- [Information]:
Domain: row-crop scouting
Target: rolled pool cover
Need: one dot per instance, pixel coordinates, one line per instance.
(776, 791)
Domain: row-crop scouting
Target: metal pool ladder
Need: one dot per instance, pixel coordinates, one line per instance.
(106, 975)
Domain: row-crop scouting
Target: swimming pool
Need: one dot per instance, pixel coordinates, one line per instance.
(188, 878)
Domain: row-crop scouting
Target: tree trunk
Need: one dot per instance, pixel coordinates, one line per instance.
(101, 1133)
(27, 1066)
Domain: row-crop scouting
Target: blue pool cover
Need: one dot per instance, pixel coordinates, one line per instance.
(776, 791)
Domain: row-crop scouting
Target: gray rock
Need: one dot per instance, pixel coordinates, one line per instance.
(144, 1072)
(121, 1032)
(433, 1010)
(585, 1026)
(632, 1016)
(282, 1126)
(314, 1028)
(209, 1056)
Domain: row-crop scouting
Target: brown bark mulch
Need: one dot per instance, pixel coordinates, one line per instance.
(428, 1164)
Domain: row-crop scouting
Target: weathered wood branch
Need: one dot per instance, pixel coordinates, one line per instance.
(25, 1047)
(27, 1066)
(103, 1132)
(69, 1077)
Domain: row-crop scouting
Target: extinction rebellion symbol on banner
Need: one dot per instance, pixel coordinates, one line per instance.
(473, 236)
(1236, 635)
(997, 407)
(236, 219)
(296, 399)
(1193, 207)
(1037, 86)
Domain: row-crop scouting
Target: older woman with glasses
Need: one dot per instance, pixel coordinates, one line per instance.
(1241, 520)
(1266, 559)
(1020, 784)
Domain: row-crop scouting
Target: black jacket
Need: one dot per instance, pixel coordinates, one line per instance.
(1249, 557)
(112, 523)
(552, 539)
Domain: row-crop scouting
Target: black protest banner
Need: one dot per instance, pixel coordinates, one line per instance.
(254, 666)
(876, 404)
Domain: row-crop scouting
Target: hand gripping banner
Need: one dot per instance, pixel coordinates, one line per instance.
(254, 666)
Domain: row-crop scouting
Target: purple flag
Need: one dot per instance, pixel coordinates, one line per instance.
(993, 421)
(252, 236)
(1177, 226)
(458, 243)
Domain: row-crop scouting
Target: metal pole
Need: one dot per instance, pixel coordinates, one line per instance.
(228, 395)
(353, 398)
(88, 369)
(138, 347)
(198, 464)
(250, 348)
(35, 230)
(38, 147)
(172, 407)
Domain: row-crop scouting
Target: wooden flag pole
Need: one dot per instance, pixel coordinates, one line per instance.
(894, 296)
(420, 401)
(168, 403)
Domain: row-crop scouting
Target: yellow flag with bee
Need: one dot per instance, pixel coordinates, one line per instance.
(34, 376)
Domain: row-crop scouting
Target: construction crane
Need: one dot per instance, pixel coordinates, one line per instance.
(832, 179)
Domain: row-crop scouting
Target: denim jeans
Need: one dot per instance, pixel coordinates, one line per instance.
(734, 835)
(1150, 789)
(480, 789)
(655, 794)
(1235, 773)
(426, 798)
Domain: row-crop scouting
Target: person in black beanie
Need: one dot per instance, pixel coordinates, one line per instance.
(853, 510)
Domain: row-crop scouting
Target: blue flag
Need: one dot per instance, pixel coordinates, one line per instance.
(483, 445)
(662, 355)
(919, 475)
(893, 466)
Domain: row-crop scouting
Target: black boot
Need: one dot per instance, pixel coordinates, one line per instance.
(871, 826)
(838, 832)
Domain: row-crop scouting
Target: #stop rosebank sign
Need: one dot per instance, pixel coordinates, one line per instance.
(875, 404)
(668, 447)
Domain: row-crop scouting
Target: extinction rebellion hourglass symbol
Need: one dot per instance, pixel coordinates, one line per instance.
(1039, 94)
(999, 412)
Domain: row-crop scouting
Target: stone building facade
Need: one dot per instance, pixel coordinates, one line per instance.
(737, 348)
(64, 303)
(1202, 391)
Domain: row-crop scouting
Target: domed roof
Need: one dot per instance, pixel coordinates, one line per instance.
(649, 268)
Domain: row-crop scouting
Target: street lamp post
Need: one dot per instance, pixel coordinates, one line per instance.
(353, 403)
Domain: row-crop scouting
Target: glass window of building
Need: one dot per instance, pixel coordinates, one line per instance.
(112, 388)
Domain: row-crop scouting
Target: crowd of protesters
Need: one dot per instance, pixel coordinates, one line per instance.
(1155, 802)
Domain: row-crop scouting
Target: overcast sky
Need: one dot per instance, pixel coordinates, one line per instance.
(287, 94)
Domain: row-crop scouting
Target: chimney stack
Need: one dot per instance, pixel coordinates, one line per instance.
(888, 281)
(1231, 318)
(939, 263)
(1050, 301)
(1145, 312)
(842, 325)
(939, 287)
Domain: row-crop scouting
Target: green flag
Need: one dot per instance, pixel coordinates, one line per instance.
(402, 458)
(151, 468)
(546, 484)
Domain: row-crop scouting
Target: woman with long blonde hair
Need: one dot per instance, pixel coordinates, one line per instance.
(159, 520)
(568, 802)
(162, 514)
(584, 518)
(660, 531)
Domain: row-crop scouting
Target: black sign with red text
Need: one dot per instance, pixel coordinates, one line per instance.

- [Work instruction]: In the listing above, find the line with "Target: crowd of protesters" and the line with "Target: woman with long blonde hair". Output those two lines and every line between them, exactly as written.

- [Result of the task]:
Target: crowd of protesters
Need: one dot per instance, pixel coordinates, one line per instance.
(1155, 802)
Domain: row-crop scouting
Target: overcast sky
Need: one dot per instance, pixel coordinates, one line per instance.
(287, 94)
Domain: row-crop scouting
Target: chimney stack
Need: one dot per instance, pixel coordinates, one line per instance.
(888, 281)
(1231, 318)
(939, 263)
(1050, 301)
(1145, 312)
(842, 325)
(939, 287)
Domain: row-crop scouting
Target: green flag
Need: one dot per instance, pixel coordinates, one line per instance.
(402, 458)
(151, 468)
(546, 484)
Domain: row-crop scouting
Target: woman with long blonde hair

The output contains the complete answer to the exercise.